- **Text block**:

#####

I was picked up at the airport, graciously, by one of my co-teachers at the school. He dropped me off at the university’s guesthouse, right next door to the school.

The next day, Friday, I headed next door to familiarize myself with the school, sign some paperwork, and meet my coteachers. So far, so good. I was there from around 10-4, acquainting myself and talking with people about the work I’ll be doing. School starts tomorrow, so I’m hoping everything goes well! Since I accidentally came to Bangkok so late, I definitely got a late start on planning things and I’m expecting things to be a little rocky in the beginning.

For my first supper, I satiated myself with noodle soup – basically like Phở, which I will never not be obsessed with.

Some of the other teachers invited me to head to a venue in Bangkok that’s renowned for it’s live ska. Not being one to pass up on ska (and meet new people) I took a little disco nap to shake off the tiredness I was feeling from the jetlag and I met up with everyone around 8:30 that night. I had a great time! I definitely wasn’t expecting to be dancing to ska covers of “Santeria” and “Ob La Di, Ob La Da” within my first 24 hours in Bangkok. My sleep schedule was all off, so I went to bed at 2:30, woke up at 6:30.

Because I woke up so early, Saturday was super productive of me. I took a trip to the Tesco Lotus (Thailand’s version of Walmart) and purchased some much-needed adaptors and a cheapy yoga mat. And this was all by 10AM. So I retreated to my room in the guesthouse, frustrated myself with the internet for a little while, and decided to make the most of my day by traveling to the Chatuchak Weekend Market (or Jatujak, or JJ, all are acceptable), one of the largest markets in the world!

I had gone there last time I was in Bangkok and fell in love with it. Because I live in Thonburi, which, described to me by Matt, one of my co-teachers as Thonburi : Bangkok :: Jersey City : New York, it’s a worthwhile trek to make it into the main city. I decided to take a motorcycle taxi to the nearest public bus stop and take the bus to the market. I wandered around taking pictures for a few hours. Thankfully, I found where all of the Thai hipsters hang out and purchase their clothes. Hanoi hipsters ain’t got nothin’ on the Thai ones, let me tell you. I even found a stall that had vintage glasses frames, so maybe I’ll return to pick some out and have glasses made for myself.

#####

- **Source material**:
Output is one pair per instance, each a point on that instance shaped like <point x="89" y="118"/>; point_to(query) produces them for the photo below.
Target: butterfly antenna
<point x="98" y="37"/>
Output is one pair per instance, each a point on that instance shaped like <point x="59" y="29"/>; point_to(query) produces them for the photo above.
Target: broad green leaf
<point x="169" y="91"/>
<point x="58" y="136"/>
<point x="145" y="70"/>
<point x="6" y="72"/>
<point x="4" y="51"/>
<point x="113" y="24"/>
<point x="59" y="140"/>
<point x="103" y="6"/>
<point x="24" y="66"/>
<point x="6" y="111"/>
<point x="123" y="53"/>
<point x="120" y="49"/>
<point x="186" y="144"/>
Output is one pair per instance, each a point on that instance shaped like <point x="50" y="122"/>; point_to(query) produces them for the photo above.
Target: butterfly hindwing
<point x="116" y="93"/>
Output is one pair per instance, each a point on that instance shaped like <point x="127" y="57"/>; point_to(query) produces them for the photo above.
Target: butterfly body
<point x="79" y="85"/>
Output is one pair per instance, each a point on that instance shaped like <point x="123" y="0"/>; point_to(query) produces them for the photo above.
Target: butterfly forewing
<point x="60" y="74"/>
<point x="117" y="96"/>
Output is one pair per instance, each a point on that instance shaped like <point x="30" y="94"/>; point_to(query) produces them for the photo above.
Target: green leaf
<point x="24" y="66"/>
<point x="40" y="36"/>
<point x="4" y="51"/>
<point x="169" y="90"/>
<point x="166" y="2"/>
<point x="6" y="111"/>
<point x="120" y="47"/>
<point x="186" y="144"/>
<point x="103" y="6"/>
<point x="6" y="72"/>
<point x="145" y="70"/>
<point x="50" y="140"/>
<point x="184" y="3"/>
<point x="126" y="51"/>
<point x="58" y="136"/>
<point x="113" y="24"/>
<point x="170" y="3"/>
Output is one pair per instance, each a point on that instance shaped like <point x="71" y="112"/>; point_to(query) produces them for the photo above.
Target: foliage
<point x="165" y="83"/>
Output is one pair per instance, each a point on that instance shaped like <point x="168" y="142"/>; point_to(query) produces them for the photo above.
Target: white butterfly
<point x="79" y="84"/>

#####

- **Tasks to complete**:
1. Translate this sentence from the Bangkok travel account into Spanish: "The next day, Friday, I headed next door to familiarize myself with the school, sign some paperwork, and meet my coteachers."
2. Continue the Bangkok travel account, picking up after its final sentence about the vintage glasses frames.

- **Answer list**:
1. Al día siguiente, el viernes, me dirigí al edificio de al lado para familiarizarme con la escuela, firmar algunos documentos y conocer a mis coprofesores.

2.
Here’s a few pics from my return trip:

Now please take the time to notice, if you haven’t already, what a limited scope of interests I have. Animals. Cameras. Pictures. Shiny things. Food.

I was pretty tired after my excursion, so I chilled around the guesthouse and nearby streets, eating som tam and fried rice and reading a DFW essay from a great book of non-fiction essays I brought along with me. Gotta stay intellectually stimulated.

I’m trying to get on a more normal schedule, so I went to bed at 10:30 (unprecedented! but I was super tired). I woke up with a few different plans in my head: I could check out this church I had looked up in Bangkok, I could meet up with another Brown alumna I had been introduced to through a mutual fried, or I could go to the floating markets. Well the markets got flooded, and by the time I was thoroughly roused and ready to do something, church was no longer an option either. So I met up with Lena! I took the skytrain to Asok and we got super delicious crepes. A Greek crepe with spinach and feta and olive oil (I’m going to ingest all of the cheese I can get my measly little hands on at this point) and a chocolate and poached pear flambee crepe. I have a pretty great video of the latter crepe as it is being lit on fire. I was like, “seriously Jor, not even a whole week in Bangkok and you’re seeking out the classy stuff.” It was 100% delicious and 100% worth it.

That takes me to this evening. I’m using the internet from the school, posting this and hoping to make up some lesson plans for the coming week.

Tomorrow starts my first day as a real workin’ woman, so wish me luck!